*SHORT TASK*
State only the number of lines in the records that contain the word "cloud", treating uppercase and lowercase as different.

[Stored records]
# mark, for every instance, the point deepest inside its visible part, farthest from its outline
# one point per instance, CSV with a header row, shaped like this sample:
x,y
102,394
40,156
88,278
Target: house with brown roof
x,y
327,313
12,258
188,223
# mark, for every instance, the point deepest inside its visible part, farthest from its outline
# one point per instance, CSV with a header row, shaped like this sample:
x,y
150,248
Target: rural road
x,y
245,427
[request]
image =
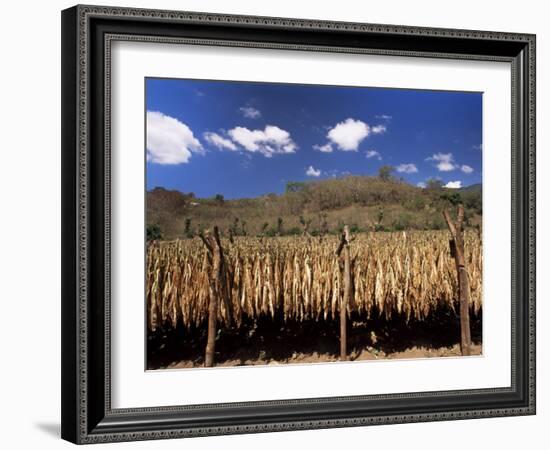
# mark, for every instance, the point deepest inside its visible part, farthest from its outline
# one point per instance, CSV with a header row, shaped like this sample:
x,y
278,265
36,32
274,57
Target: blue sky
x,y
243,139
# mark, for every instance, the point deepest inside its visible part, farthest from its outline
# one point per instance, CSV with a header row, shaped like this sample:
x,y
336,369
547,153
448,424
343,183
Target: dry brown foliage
x,y
408,273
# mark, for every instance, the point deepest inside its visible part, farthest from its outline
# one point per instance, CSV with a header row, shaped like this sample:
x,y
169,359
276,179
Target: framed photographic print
x,y
281,224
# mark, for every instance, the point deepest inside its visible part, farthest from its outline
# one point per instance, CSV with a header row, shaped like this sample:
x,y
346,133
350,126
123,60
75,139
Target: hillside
x,y
364,203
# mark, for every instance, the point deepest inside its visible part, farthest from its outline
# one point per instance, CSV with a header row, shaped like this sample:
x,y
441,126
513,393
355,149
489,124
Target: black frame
x,y
87,31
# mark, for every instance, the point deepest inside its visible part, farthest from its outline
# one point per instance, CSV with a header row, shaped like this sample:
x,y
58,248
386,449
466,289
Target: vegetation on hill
x,y
315,207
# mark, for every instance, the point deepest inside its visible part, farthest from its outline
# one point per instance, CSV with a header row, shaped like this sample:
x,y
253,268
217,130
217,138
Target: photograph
x,y
303,223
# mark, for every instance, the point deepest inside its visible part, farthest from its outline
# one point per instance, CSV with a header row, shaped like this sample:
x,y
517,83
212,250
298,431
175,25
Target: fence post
x,y
344,245
457,251
216,289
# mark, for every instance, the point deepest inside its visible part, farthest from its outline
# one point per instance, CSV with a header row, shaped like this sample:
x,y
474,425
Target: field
x,y
288,290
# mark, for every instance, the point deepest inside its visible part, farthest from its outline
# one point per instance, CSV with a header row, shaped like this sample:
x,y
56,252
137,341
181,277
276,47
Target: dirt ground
x,y
269,342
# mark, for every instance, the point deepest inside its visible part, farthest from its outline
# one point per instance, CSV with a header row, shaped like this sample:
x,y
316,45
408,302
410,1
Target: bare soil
x,y
269,342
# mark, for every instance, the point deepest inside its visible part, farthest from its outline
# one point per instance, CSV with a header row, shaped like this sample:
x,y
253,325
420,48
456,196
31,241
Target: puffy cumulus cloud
x,y
444,161
406,168
347,135
373,154
378,129
169,141
454,185
269,141
219,141
327,148
250,112
312,172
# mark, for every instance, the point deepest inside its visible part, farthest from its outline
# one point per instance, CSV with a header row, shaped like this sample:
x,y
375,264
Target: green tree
x,y
153,233
453,198
385,173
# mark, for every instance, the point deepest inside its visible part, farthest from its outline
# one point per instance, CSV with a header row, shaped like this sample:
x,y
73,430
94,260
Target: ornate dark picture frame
x,y
87,34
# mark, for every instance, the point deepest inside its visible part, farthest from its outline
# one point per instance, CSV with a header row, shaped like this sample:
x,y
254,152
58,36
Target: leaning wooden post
x,y
457,250
344,245
214,248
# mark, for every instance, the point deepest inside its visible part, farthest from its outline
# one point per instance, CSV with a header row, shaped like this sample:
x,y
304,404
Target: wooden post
x,y
216,290
457,251
344,245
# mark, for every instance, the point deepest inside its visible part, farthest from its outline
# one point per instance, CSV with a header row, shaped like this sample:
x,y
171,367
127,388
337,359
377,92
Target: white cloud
x,y
406,168
169,141
378,129
445,161
218,141
454,185
347,135
373,154
269,141
312,172
327,148
250,112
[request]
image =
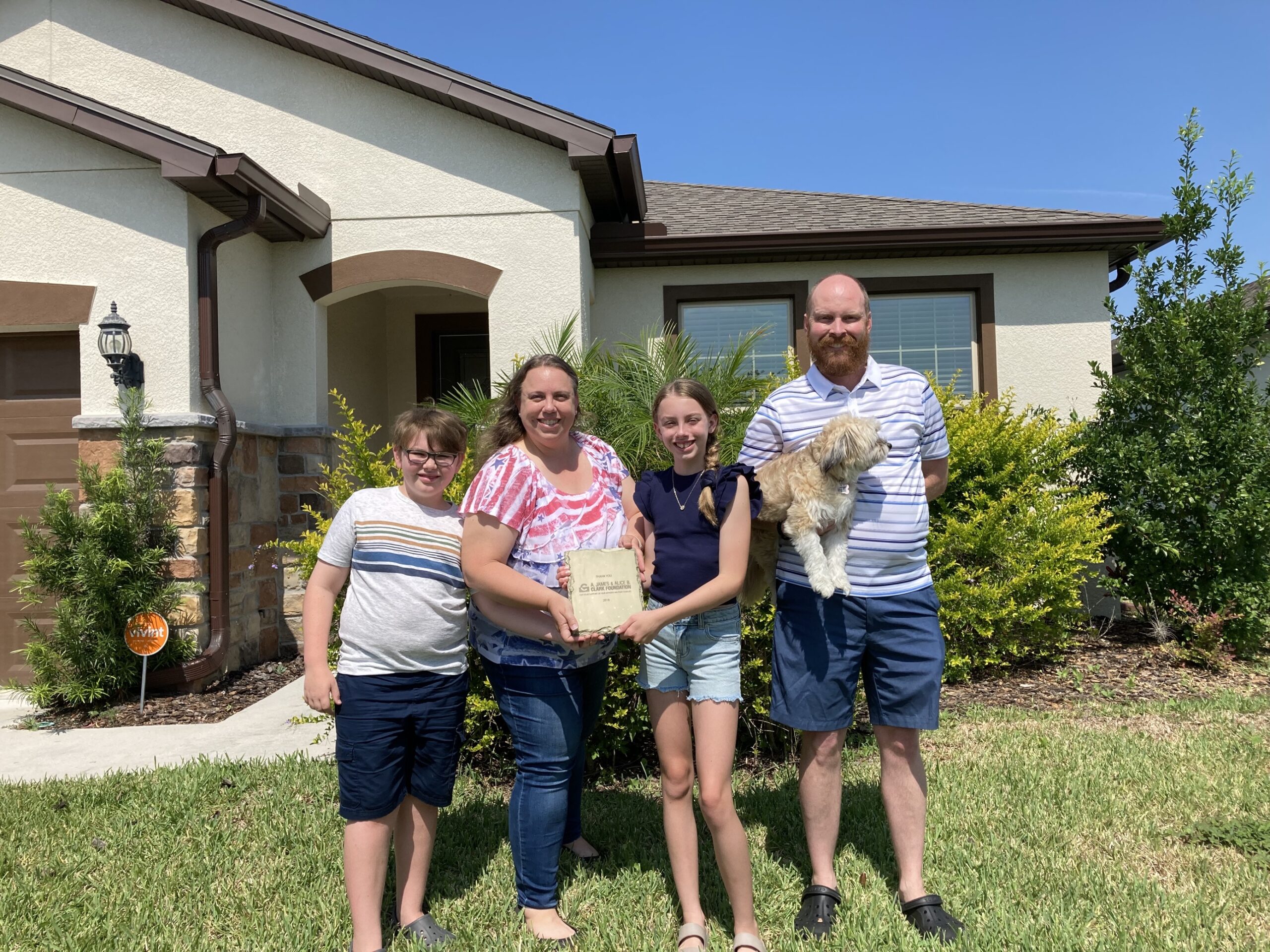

*FINISHED ANSWER*
2